Die Kunst, ein schlechter Mensch zu sein

■ Terry Gilliams' rasanter New-York-Film „König der Fischer“

Jack Lucas ist die Stimme. Jack Lucas ist nur Stimme. Die Kamera blickt von oben auf den Mann im Radiostudio herab, dann fährt sie auf ihn zu, sein Gesicht bleibt im Schatten, nur der Mund ist zu sehen. Die Kamera zwingt uns zuzuhören, den zynischen Worten zu lauschen, mit denen Manhattens Top-Moderator seine Anrufer schockiert. Die Stimme ist Verachtung, Drohung und Arroganz. Das Organ eines Arschlochs, das auch das Gesicht eines Arschlochs tragen muß. Als Regisseur Terry Gilliam das sprechende Ekel endlich enttarnt, breitet sich mildes Entsetzen aus: Jeff Bridges spielt die Stimme. Ein Star, ein Sympathieträger, ein Held in der Rolle eines fiesen Karrieristen. Wie soll man es damit zwei Stunden aushalten?

Jack Lucas ist ein schlechter Mensch. Einer von der Sorte, die sich dabei wohlfühlen. Man ist etwas schäbig, aber immerhin frei in allem, was man tut. Der Nachteil dabei ist, daß Jack Lucas Erfolg haben muß, um schlecht bleiben zu können. Eine Niederlage kann er sich nicht leisten. Es gibt keine Alternative, außer derjenigen, ein guter Mensch zu werden.

Doch zunächst muß Jack Lucas leiden. Ein Zuhörer seiner Sendung nimmt seine boshaften Ratschläge beim Wort, läuft mit abgesägter Schrotflinte in ein Yuppie-Restaurant und veranstaltet ein Massaker. Jack Lucas fühlt sich verantwortlich, doch nicht wirklich, denn eigentlich beschäftigt es ihn viel mehr, seine Niederlage zu verarbeiten.

- - -

> _Arbeitsanweisungen_
a: Warum fühlt sich Jack Lucas laut der Filmkritik zu „König der Fischer“ nach dem Massaker nicht wirklich verantwortlich? Antworte in ein bis drei Sätzen.
b: Wie lautet die Filmkritik von „Die Kunst, ein“ bis einschließlich „zwei Stunden aushalten?“? Gib diese Stelle wortgetreu aus.
Die Datensätze spielen hierfür keine Rolle.

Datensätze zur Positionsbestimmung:
- - -

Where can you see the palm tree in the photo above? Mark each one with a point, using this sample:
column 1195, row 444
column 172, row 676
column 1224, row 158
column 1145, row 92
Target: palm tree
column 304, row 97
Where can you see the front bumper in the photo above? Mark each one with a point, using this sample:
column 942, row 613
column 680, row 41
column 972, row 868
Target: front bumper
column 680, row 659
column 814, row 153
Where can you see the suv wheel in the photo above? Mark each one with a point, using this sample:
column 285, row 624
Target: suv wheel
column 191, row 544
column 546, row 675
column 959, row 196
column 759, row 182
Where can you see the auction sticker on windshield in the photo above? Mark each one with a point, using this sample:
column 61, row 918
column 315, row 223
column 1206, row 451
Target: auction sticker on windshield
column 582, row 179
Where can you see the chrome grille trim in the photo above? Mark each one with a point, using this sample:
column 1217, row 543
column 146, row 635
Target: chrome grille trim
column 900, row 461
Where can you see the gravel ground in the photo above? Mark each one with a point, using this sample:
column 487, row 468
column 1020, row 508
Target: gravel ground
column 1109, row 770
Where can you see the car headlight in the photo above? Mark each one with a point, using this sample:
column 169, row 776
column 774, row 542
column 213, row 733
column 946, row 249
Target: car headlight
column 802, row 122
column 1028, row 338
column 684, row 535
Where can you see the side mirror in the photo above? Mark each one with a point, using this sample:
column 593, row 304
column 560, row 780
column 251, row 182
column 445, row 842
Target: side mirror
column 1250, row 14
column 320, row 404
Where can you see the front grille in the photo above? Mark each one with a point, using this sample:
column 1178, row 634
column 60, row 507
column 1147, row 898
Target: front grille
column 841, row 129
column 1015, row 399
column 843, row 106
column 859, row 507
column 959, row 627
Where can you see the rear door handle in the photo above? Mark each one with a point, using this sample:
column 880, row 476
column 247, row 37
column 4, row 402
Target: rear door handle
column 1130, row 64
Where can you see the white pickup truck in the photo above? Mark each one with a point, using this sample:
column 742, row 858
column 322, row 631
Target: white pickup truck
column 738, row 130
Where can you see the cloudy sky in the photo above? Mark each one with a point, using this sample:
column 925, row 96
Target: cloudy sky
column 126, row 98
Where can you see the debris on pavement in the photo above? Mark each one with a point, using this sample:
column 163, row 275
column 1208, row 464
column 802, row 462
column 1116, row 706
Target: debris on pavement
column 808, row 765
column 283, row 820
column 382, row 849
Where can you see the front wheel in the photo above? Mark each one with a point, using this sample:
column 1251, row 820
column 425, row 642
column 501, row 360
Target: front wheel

- - -

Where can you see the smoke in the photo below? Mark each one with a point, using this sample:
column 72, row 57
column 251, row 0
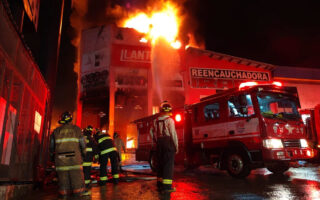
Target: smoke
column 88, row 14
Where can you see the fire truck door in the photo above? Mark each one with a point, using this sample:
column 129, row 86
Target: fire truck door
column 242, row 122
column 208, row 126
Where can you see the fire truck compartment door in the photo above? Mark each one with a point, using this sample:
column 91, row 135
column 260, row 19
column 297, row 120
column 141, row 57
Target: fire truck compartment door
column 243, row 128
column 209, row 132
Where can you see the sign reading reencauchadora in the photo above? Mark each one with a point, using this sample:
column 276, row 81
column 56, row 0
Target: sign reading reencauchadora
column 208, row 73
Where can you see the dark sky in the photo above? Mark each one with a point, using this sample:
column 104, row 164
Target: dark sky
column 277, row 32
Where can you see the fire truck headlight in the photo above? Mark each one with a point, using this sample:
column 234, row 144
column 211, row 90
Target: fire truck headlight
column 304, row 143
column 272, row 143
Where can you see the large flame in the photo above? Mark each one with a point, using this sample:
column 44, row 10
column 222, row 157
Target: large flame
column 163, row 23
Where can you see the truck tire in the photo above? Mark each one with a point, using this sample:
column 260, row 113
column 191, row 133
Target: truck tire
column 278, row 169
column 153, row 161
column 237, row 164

- - -

> _Antworten je Aufgabe_
a: Ihn beschäftigt eigentlich viel mehr, seine eigene Niederlage zu verarbeiten.

b:
Die Kunst, ein schlechter Mensch zu sein

■ Terry Gilliams' rasanter New-York-Film „König der Fischer“

Jack Lucas ist die Stimme. Jack Lucas ist nur Stimme. Die Kamera blickt von oben auf den Mann im Radiostudio herab, dann fährt sie auf ihn zu, sein Gesicht bleibt im Schatten, nur der Mund ist zu sehen. Die Kamera zwingt uns zuzuhören, den zynischen Worten zu lauschen, mit denen Manhattens Top-Moderator seine Anrufer schockiert. Die Stimme ist Verachtung, Drohung und Arroganz. Das Organ eines Arschlochs, das auch das Gesicht eines Arschlochs tragen muß. Als Regisseur Terry Gilliam das sprechende Ekel endlich enttarnt, breitet sich mildes Entsetzen aus: Jeff Bridges spielt die Stimme. Ein Star, ein Sympathieträger, ein Held in der Rolle eines fiesen Karrieristen. Wie soll man es damit zwei Stunden aushalten?